Exercise: Reproduce every one of the following entries verbatim, line for line.

Task input:
· · · · ·
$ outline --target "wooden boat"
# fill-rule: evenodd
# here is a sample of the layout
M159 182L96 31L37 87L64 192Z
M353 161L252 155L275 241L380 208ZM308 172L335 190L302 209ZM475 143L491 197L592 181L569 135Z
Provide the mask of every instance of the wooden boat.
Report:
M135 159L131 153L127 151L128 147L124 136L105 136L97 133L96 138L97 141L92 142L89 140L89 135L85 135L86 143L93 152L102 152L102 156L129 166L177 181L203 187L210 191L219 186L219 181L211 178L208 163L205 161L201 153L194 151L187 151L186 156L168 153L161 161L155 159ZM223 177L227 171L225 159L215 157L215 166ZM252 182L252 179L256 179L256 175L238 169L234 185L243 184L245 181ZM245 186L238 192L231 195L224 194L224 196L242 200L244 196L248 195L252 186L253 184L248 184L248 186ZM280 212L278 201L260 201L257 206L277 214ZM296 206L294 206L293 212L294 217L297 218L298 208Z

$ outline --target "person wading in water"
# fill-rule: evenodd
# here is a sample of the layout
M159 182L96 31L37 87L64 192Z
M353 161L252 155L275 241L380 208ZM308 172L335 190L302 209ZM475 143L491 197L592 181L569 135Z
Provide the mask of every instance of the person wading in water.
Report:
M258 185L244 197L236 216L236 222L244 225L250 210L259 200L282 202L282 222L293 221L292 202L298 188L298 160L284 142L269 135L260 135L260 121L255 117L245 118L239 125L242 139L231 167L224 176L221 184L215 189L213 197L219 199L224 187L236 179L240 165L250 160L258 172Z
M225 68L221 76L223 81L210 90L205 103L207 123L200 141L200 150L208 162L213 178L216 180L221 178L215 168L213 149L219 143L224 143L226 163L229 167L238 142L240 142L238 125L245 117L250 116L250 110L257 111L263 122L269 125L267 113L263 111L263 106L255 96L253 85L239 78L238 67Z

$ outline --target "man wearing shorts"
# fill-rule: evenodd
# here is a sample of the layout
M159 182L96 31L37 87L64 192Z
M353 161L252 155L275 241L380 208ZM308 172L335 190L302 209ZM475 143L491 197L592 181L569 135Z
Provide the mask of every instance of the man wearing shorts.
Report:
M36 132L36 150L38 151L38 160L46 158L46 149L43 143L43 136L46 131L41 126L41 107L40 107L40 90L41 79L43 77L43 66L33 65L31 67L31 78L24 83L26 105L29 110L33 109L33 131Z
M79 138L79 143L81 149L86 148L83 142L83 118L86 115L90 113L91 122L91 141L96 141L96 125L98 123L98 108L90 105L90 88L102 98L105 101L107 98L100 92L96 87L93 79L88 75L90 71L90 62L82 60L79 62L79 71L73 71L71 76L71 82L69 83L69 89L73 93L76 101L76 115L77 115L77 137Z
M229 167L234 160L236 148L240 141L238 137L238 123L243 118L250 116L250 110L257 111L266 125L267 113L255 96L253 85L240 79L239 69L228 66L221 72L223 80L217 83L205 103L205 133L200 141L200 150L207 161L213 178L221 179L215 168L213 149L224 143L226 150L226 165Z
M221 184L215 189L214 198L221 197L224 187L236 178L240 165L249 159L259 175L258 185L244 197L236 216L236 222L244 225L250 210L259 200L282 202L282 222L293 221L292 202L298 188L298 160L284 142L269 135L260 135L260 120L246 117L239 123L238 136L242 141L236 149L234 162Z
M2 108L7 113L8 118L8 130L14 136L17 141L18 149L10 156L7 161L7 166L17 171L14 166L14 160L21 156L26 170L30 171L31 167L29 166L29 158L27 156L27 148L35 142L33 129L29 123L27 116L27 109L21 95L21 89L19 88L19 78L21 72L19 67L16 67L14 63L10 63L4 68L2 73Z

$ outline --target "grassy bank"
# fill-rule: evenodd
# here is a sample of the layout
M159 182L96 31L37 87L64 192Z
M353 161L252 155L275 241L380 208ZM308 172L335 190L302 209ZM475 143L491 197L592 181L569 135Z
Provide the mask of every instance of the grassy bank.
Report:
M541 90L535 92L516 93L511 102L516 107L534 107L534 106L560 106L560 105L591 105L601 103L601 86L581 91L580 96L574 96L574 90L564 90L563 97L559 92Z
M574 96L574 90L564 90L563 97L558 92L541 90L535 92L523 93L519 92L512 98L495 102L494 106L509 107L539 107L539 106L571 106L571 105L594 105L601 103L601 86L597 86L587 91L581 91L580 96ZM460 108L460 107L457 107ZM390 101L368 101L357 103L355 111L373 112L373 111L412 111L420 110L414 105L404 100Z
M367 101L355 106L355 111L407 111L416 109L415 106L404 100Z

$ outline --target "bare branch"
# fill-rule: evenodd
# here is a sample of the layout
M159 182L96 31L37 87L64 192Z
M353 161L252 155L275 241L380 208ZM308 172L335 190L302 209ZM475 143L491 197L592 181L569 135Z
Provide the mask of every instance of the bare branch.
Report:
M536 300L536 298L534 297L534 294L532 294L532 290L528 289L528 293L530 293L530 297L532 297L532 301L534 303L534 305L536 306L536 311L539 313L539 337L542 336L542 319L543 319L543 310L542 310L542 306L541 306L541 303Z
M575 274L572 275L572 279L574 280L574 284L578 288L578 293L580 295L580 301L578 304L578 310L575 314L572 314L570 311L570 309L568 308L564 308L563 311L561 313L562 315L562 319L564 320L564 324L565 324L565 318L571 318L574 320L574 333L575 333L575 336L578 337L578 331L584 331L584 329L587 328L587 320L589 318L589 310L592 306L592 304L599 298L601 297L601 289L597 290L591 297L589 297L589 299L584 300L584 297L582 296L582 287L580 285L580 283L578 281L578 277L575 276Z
· · · · ·
Correct response:
$ outline --target "wooden boat"
# fill-rule: evenodd
# here is a sample of the layout
M159 182L96 31L37 87L64 192Z
M353 161L252 155L275 241L380 208ZM308 172L335 190L302 209ZM475 143L491 197L592 181L569 135Z
Provide the mask of every instance of the wooden boat.
Report:
M135 159L131 153L127 151L128 147L124 136L105 136L97 133L96 138L97 141L92 142L89 140L89 135L85 135L86 143L93 152L102 152L102 156L129 166L177 181L203 187L210 191L219 186L219 181L211 178L208 163L205 161L201 153L194 151L187 151L186 156L168 153L161 161L155 159ZM223 177L227 171L225 159L215 157L215 166ZM252 182L252 179L256 179L256 175L238 169L234 185L243 184L245 181ZM245 186L238 192L231 195L224 194L224 196L242 200L244 196L248 195L252 186L253 184L248 184L248 186ZM280 212L278 201L260 201L257 206L277 214ZM296 206L294 206L293 212L294 217L297 218L298 208Z

$ outline --target "person wading in water"
# fill-rule: evenodd
# here is a sample of the layout
M159 182L96 31L37 87L64 192Z
M353 161L252 155L275 241L380 208ZM308 172L335 190L302 209ZM475 143L491 197L592 181L569 135Z
Provide the mask of every instance of the person wading in water.
Report:
M258 185L244 197L236 216L236 222L244 225L250 210L259 200L282 202L282 222L293 221L292 202L298 188L298 160L284 142L269 135L260 135L260 121L255 117L245 118L239 125L242 139L231 167L224 176L221 184L215 189L213 197L219 199L224 187L236 179L240 165L250 160L258 172Z
M225 68L221 76L223 81L210 90L205 103L207 123L200 141L200 150L208 162L213 178L216 180L221 178L215 168L213 149L219 143L224 143L226 163L229 167L238 142L240 142L238 125L245 117L250 116L250 110L257 111L263 122L269 125L267 113L263 111L263 106L255 96L253 85L239 78L238 67Z

$ outline --target "man wearing shorts"
# fill-rule: evenodd
# here is a sample of the layout
M159 182L96 31L37 87L64 192Z
M353 161L252 155L275 241L380 208ZM308 172L335 190L302 209ZM475 143L491 197L592 181L569 135Z
Provide the mask of every instance of the man wearing shorts.
Report:
M36 132L36 150L38 151L38 160L46 158L46 149L43 143L43 136L46 131L41 126L41 107L40 107L40 90L41 79L43 77L43 66L33 65L31 67L31 78L24 83L26 105L29 110L33 109L33 131Z
M79 138L79 143L81 149L86 148L83 142L83 118L86 115L90 113L91 122L91 141L96 141L96 125L98 123L98 108L90 105L90 88L102 98L105 101L107 98L100 92L96 87L93 79L88 75L90 71L90 62L82 60L79 62L79 71L73 71L71 76L71 82L69 83L69 89L73 93L76 101L76 115L77 115L77 137Z
M229 167L234 160L236 148L240 141L238 137L238 123L243 118L250 116L250 110L257 111L266 125L267 113L255 96L253 85L240 79L239 69L228 66L221 72L223 80L217 83L205 103L205 133L200 141L200 150L207 161L213 178L221 179L215 168L213 149L224 143L226 150L226 165Z
M221 184L215 189L214 198L221 197L224 187L236 178L240 165L249 159L259 175L258 185L244 197L236 216L236 222L244 225L250 210L259 200L282 202L282 222L293 221L292 202L298 188L298 160L284 142L269 135L260 135L260 120L246 117L239 123L238 136L242 141L236 149L234 162Z
M2 108L7 113L8 118L8 130L14 136L17 141L18 149L10 156L7 161L7 166L17 171L14 166L14 160L21 156L26 170L30 171L31 167L29 166L29 158L27 156L27 148L35 142L33 129L29 123L27 116L27 109L21 95L21 89L19 88L19 78L21 72L19 67L16 67L14 63L10 63L4 68L2 73Z

$ outline --target "grassy bank"
# fill-rule: evenodd
# here is a sample of the layout
M159 182L96 31L37 87L64 192Z
M353 161L252 155L275 241L380 208ZM308 172L335 190L302 209ZM475 143L491 197L592 181L569 135Z
Provide the mask of every instance of the grassy bank.
Report:
M541 90L535 92L516 93L511 102L516 107L534 107L534 106L560 106L560 105L591 105L601 103L601 86L581 91L580 96L574 96L574 90L564 90L563 97L559 92Z
M574 96L574 90L564 90L563 97L558 92L541 90L535 92L523 93L519 92L512 98L495 102L494 106L509 107L539 107L539 106L571 106L571 105L594 105L601 103L601 86L597 86L587 91L581 91L580 96ZM460 108L460 107L457 107ZM390 101L368 101L357 103L355 111L373 112L373 111L412 111L420 110L414 105L404 100Z
M367 101L355 106L355 111L407 111L416 109L415 106L404 100Z

$ outline --target "bare branch"
# fill-rule: evenodd
# here is a sample of the layout
M159 182L96 31L37 87L64 192Z
M353 161L252 155L275 241L380 208ZM308 172L335 190L302 209ZM475 143L491 197L592 181L569 135Z
Provide the mask of every instance of the bare branch.
Report:
M536 300L536 298L534 297L534 294L532 294L532 290L528 289L528 293L530 293L530 297L532 297L532 301L534 303L534 305L536 306L536 311L539 313L539 337L542 336L542 319L543 319L543 310L542 310L542 306L541 306L541 303Z
M575 274L572 275L572 279L574 280L574 284L578 288L578 293L580 295L580 301L578 304L578 310L575 314L572 314L570 311L570 309L568 308L564 308L563 311L561 313L562 315L562 319L564 320L564 324L565 324L565 318L571 318L574 320L574 333L575 333L575 336L578 337L578 331L584 331L584 329L587 328L587 320L589 318L589 310L592 306L592 304L599 298L601 297L601 289L597 290L591 297L589 297L589 299L584 300L584 297L582 296L582 287L580 285L580 283L578 281L578 277L575 276Z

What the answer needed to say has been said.